TRY IT:
Up to and including the final line, retype each line of the records below, starting with the one that contains "Query: black shorts".

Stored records
════════

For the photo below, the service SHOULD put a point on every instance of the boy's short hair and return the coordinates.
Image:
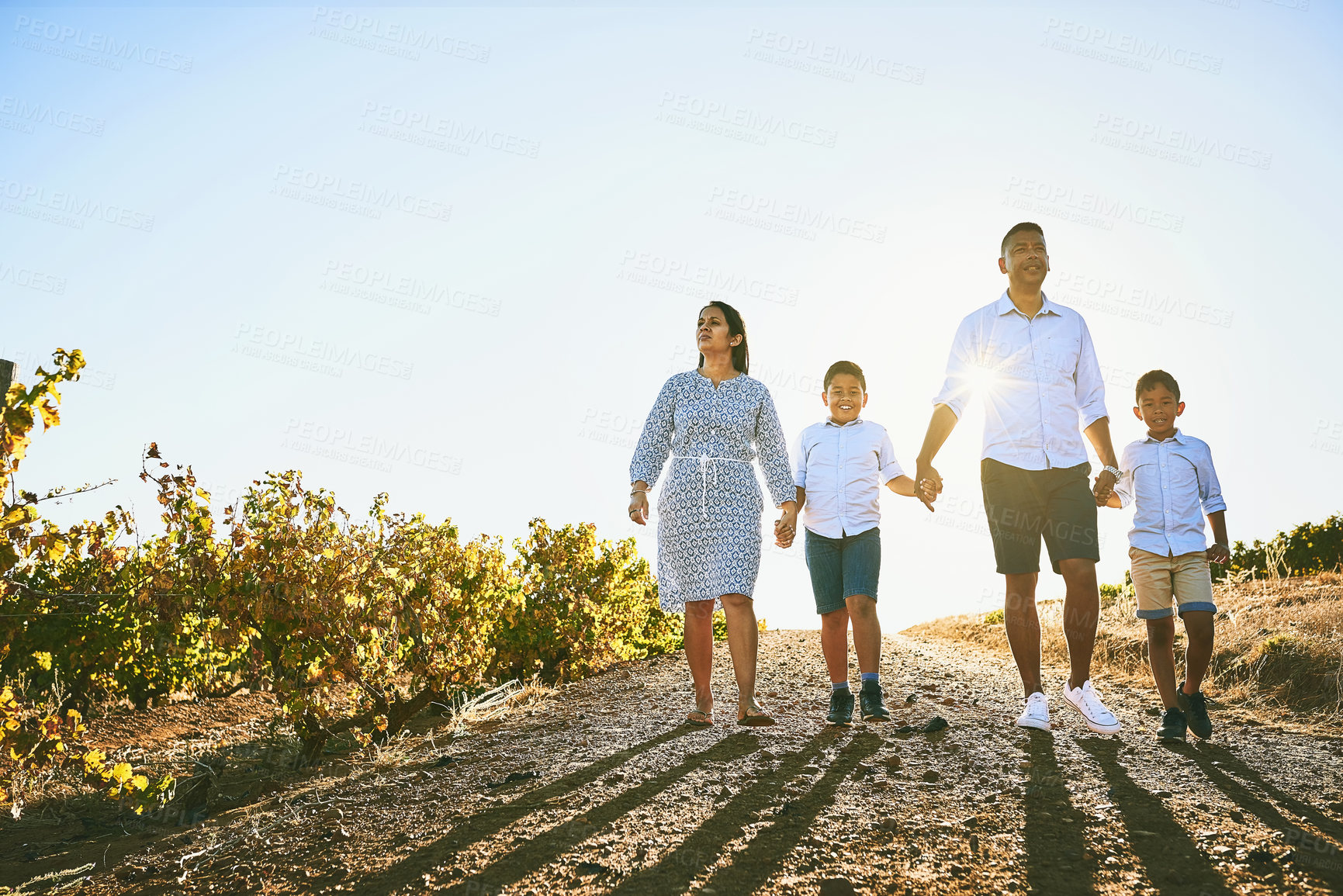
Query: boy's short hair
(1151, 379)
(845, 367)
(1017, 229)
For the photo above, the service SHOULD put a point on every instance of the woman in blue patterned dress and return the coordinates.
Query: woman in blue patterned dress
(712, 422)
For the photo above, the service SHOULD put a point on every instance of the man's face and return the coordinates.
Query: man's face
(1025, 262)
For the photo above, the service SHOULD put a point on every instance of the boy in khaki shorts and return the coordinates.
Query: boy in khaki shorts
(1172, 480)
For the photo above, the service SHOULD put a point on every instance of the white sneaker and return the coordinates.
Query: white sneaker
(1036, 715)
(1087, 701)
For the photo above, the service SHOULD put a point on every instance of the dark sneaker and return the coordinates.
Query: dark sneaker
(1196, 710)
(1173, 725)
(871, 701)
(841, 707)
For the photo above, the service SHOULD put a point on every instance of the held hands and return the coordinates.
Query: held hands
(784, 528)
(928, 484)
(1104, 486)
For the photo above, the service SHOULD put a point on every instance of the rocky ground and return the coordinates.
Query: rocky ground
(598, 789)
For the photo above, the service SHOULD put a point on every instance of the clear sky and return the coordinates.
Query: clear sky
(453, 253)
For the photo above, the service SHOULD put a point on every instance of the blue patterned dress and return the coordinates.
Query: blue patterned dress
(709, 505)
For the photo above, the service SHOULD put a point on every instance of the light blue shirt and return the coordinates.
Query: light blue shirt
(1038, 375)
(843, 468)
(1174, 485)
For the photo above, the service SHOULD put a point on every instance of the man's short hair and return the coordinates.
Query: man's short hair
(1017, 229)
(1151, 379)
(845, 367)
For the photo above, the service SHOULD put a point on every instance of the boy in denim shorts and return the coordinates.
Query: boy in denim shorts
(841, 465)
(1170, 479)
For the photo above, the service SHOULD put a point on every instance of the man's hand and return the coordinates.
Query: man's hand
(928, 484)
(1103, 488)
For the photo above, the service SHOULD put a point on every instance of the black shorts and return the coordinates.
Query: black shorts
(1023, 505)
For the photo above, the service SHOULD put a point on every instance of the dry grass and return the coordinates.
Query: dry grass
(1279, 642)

════════

SOLUTION TO THIS EXERCISE:
Query: black shorts
(1023, 505)
For the photo above, the service SHOULD put a point on every instance of the dry grass and return the coordinates.
Query: dry grass
(1279, 642)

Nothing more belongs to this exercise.